__DATA RECORDS__:
[Start of section]
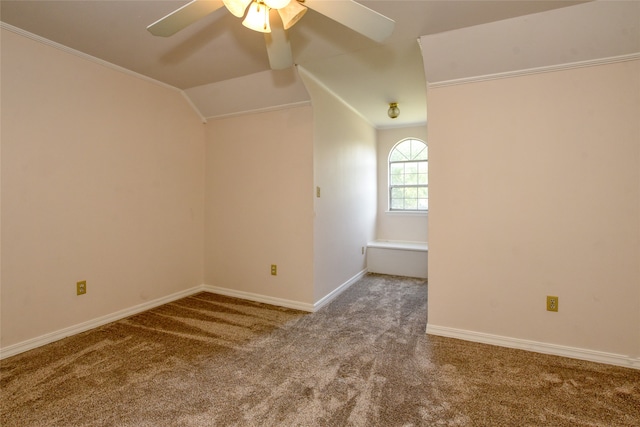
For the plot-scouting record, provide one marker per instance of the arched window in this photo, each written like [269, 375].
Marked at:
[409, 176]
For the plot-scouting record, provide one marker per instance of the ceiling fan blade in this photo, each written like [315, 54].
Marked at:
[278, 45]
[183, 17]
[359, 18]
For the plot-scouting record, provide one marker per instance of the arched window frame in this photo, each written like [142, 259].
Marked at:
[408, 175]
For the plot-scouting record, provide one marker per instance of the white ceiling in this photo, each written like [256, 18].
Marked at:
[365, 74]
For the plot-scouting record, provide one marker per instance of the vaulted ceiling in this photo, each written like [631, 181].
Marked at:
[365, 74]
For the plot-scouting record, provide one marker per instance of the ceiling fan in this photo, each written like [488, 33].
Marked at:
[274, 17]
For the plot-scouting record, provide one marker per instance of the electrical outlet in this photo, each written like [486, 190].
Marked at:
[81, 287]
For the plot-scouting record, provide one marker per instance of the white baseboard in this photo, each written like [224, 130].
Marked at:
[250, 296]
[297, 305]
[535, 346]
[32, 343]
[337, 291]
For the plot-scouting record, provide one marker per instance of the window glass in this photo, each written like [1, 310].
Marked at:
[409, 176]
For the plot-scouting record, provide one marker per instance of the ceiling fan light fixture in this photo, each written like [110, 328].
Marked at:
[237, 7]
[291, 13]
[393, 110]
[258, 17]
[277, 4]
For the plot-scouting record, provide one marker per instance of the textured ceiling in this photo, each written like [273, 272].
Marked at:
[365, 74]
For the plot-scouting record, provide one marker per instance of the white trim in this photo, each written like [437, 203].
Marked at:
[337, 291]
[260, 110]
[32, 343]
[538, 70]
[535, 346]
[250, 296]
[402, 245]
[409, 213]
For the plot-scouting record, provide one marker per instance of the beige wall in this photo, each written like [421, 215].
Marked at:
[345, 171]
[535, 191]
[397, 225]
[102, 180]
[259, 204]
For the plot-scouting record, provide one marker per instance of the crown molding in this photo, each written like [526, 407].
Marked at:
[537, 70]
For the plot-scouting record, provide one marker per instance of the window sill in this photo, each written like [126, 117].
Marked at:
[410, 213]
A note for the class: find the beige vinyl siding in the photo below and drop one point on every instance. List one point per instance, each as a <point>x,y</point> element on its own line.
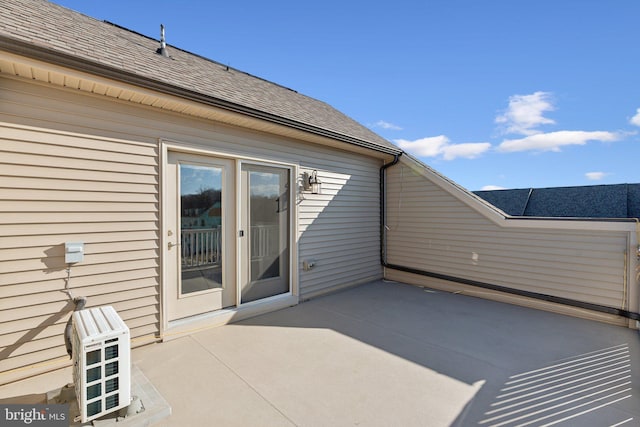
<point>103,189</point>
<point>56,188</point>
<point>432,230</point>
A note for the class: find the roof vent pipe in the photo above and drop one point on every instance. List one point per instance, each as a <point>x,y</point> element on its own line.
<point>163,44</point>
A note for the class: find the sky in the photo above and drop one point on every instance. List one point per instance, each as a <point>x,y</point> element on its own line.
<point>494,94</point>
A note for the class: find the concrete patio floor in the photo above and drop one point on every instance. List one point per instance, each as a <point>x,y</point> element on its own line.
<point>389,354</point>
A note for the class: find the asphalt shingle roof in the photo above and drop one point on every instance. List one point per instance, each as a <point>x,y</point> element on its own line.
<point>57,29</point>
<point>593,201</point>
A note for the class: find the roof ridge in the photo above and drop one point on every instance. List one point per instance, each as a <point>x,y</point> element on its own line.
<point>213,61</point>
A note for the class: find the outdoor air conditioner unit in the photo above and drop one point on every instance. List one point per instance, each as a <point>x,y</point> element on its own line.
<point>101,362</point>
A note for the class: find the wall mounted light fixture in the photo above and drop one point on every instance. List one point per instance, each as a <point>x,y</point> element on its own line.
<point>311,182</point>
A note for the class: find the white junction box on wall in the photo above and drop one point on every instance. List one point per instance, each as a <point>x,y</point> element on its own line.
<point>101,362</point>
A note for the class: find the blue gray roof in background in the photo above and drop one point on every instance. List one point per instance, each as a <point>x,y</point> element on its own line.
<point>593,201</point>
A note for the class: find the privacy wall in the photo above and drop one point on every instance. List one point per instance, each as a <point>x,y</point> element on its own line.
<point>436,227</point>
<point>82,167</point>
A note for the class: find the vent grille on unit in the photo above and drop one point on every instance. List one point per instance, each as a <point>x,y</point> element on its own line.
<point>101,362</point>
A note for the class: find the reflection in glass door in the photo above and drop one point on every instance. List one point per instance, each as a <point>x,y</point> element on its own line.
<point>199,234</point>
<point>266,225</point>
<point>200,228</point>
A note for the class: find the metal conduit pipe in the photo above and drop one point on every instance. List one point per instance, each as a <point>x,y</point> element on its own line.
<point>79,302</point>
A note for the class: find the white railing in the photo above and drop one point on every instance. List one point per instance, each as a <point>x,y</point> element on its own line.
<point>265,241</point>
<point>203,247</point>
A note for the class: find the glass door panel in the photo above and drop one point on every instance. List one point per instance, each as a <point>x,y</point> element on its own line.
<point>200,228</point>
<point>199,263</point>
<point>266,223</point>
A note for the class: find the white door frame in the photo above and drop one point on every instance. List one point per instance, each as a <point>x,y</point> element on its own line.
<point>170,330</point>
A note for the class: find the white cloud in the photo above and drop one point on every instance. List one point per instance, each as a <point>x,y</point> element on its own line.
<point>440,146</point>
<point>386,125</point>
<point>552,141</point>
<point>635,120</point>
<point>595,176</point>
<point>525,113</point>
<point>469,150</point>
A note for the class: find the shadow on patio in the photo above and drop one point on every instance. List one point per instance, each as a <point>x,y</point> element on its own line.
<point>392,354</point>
[End of section]
[Start of section]
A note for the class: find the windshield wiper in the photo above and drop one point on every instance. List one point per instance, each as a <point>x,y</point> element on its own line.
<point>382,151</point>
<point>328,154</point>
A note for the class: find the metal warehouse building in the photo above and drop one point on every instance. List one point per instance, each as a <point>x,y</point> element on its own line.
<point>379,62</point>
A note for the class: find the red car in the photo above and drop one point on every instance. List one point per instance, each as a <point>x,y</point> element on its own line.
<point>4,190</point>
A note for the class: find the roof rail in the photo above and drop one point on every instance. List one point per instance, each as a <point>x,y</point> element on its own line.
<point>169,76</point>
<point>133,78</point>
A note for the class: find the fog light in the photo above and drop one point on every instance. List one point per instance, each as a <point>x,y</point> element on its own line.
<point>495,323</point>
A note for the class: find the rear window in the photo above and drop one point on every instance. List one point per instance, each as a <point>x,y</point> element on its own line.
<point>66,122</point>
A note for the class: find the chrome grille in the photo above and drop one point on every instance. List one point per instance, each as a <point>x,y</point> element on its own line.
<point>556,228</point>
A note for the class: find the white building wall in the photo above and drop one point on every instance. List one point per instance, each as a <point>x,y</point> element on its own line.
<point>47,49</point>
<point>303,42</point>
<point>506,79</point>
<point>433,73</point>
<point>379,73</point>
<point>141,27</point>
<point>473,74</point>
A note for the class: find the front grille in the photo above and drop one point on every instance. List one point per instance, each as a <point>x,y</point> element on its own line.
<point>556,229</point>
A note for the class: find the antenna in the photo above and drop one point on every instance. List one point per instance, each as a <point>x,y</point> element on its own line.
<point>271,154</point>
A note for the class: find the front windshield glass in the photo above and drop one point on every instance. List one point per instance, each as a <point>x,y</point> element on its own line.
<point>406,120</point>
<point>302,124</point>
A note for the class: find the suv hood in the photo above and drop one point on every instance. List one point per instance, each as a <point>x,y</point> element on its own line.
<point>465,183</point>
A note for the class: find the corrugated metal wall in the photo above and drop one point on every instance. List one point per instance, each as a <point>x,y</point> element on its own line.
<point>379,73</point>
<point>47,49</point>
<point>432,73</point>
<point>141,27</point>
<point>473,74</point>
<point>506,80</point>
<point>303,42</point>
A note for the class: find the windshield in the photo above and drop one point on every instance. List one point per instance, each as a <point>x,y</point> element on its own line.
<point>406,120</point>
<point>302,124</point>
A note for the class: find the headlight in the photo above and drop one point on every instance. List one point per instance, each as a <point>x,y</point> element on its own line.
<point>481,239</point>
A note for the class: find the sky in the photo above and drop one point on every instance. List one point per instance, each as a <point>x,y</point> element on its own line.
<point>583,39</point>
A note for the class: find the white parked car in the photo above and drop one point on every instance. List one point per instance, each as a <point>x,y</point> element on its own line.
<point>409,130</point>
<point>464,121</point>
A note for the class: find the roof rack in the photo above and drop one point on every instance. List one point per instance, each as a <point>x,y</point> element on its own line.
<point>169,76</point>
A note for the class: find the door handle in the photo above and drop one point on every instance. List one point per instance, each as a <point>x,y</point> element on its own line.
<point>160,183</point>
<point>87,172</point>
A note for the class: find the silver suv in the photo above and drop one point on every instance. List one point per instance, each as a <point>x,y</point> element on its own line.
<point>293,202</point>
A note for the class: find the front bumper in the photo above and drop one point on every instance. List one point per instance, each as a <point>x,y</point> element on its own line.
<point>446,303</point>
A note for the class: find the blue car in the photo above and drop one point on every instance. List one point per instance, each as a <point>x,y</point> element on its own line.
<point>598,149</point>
[End of section]
[Start of section]
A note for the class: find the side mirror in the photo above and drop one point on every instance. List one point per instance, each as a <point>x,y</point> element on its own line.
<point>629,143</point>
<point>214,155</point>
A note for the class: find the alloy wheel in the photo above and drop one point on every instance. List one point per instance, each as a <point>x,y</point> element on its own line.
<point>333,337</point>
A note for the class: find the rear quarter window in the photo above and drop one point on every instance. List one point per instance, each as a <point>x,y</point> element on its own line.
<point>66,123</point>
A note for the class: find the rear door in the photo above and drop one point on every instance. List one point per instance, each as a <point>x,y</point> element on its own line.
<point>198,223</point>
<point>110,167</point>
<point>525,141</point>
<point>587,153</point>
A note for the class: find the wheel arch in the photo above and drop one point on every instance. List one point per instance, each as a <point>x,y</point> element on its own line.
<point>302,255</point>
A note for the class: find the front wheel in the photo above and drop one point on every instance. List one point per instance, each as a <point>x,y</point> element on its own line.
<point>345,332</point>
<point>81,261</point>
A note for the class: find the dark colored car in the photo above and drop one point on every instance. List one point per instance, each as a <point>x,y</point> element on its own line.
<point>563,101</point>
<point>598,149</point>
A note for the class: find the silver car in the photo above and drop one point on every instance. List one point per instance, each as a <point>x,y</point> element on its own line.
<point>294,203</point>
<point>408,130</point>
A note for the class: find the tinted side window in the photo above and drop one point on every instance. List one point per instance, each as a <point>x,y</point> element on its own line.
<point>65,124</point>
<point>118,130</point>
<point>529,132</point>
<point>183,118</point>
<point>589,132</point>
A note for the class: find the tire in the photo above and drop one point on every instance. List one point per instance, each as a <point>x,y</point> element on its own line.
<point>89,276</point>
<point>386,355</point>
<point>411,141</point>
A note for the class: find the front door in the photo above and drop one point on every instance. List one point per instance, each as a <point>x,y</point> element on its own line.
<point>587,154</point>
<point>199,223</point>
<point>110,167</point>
[End of section]
__INSTRUCTIONS TO FOLLOW__:
Copy out each line of the data that includes the string "arched".

__THE ANSWER__:
For the plot-scouting record, provide one marker per instance of the arched window in this photo, each written like [269, 375].
For the plot-scouting record, provide one marker per instance of the arched window frame in this photo, each written like [142, 259].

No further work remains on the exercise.